[Records from a data source]
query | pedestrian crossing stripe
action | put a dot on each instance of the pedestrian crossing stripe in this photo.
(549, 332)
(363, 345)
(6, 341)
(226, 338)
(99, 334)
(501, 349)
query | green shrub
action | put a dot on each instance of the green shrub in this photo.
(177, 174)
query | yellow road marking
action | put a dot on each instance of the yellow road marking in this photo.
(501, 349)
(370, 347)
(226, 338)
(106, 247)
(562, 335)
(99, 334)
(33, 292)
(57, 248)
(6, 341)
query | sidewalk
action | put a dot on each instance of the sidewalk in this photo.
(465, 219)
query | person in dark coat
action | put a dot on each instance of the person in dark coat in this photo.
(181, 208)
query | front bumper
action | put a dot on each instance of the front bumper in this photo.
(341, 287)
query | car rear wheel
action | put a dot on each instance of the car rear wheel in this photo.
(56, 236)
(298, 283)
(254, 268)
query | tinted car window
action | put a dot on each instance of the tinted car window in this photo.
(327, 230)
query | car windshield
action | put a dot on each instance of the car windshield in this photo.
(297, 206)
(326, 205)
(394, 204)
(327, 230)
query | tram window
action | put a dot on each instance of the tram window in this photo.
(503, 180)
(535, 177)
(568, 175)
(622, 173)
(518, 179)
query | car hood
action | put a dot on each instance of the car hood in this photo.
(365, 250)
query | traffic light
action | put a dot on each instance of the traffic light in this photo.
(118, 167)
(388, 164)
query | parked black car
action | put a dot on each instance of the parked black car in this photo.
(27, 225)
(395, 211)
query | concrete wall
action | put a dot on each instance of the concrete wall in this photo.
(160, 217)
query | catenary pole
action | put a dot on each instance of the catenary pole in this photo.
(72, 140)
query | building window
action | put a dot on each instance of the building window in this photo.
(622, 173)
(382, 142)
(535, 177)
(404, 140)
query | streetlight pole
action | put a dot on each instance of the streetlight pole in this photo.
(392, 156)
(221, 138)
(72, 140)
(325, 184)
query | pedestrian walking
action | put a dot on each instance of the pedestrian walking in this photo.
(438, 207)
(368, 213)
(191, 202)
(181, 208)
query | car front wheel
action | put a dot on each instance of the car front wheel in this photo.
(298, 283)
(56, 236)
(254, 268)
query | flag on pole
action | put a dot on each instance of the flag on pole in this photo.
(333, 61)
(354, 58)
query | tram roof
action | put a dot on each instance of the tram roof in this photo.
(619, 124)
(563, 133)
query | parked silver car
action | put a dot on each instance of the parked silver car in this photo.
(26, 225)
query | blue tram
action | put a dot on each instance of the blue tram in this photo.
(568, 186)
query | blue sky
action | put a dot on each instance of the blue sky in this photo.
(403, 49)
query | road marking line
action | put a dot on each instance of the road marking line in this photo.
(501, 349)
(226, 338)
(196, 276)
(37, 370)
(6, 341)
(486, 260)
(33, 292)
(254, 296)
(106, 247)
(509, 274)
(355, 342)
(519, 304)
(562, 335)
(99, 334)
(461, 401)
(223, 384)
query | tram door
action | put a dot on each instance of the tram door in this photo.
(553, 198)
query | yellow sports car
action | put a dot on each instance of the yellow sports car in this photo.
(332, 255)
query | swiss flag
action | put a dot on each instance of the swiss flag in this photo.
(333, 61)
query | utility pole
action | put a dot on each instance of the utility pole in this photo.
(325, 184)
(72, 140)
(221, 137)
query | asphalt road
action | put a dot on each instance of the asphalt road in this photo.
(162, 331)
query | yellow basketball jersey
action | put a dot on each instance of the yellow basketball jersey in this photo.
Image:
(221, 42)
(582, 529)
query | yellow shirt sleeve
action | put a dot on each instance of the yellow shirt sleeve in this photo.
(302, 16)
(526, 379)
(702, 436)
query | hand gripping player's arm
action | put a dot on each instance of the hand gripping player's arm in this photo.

» How to complete this task
What is needed is a word-for-word copy of all the entries.

» Answer for the task
query | pedestrian crossing stripe
action | put a dot on each instance of the pedestrian crossing stripe in this photo.
(549, 332)
(363, 345)
(6, 341)
(226, 338)
(99, 334)
(501, 349)
query | green shrub
action | put a dot on each instance of the green shrub in this photo.
(177, 174)
query | yellow road marking
action | put a dot on each instance of the yellow road marking in this photo.
(501, 349)
(370, 347)
(226, 338)
(106, 247)
(562, 335)
(99, 334)
(33, 292)
(57, 248)
(6, 341)
query | sidewalk
action | put a dot on each instance of the sidewalk in this photo.
(465, 219)
query | person in dark coat
action | put a dot on each instance of the person in dark coat in this photo.
(181, 208)
query | front bumper
action | put a dot on each instance of the front bumper in this photo.
(341, 287)
query | car rear wheel
action | put a dot on each instance of the car rear wheel in this photo.
(56, 236)
(298, 283)
(254, 268)
query | tinted car window
action | put a dot on each instance of the tinted car window in this photo.
(327, 230)
query | car windshield
action | put a dot on each instance of the car windshield in this photo.
(297, 206)
(326, 205)
(394, 204)
(327, 230)
query | tram window
action | put a dot on each instance of the tram window in this photo.
(503, 180)
(535, 177)
(568, 175)
(622, 173)
(518, 179)
query | car hood
action | put a dot on each instance of the car hood in this photo.
(365, 250)
query | traffic light
action | put a dot on each instance of the traffic light in this photo.
(118, 167)
(388, 164)
query | parked black car
action | put a dot on each instance of the parked black car in this photo.
(27, 225)
(395, 211)
query | concrete wall
action | put a dot on each instance of the concrete wall in this photo.
(160, 217)
query | catenary pole
action | put a dot on each instance of the catenary pole in this photo.
(72, 140)
query | building window
action | put a dot on each instance of the building window in this photo.
(622, 173)
(382, 142)
(535, 177)
(404, 140)
query | streetlight pole
action | put a dot on each instance of the streetlight pole in this photo.
(392, 156)
(221, 138)
(72, 140)
(325, 184)
query | pedestrian walking
action | put a dot on each instance of the pedestrian walking in this photo.
(438, 207)
(368, 213)
(191, 202)
(181, 208)
query | car front wheel
action | put a dot on each instance of the car front wheel in this photo.
(298, 283)
(56, 236)
(254, 268)
query | flag on pole
action | put a dot on each instance of the flag on pole in this photo.
(333, 61)
(354, 58)
query | tram roof
action | put a dot on each instance of the tram roof in this photo.
(619, 124)
(563, 133)
query | parked silver car
action | put a dot on each instance of the parked silver car in this photo.
(26, 225)
query | blue tram
action | put a dot on each instance of the blue tram in this photo.
(568, 186)
query | blue sky
action | put a dot on each instance of the blue sky in this photo.
(403, 49)
query | road marking line
action | put a dot on each instance of the road marking line in this photo.
(501, 349)
(226, 338)
(196, 276)
(37, 370)
(6, 341)
(486, 260)
(33, 292)
(254, 296)
(106, 247)
(509, 274)
(355, 342)
(519, 304)
(562, 335)
(99, 334)
(461, 401)
(223, 384)
query | tram door
action | put a dot on each instance of the tram door in this photo.
(553, 198)
query | yellow sports car
action | put a dot on each instance of the yellow sports car in this photo.
(332, 255)
query | swiss flag
action | put a dot on each instance of the swiss flag in this photo.
(333, 61)
query | utility pole
action | put a dot on each instance of the utility pole in this photo.
(325, 184)
(72, 140)
(221, 137)
query | asphalt road
action | put a dot on each instance of the asphalt road in this photo.
(162, 331)
query | yellow basketball jersey
action | put a dot on each instance of the yellow basketball jersey in this photo.
Image:
(221, 42)
(582, 529)
query | yellow shirt sleeve
action | put a dot on each instance of the yellow shirt sleeve in this photo.
(302, 16)
(526, 379)
(702, 436)
query | hand gripping player's arm
action | put a dot on each instance of the hand gripping player's arm in this photo.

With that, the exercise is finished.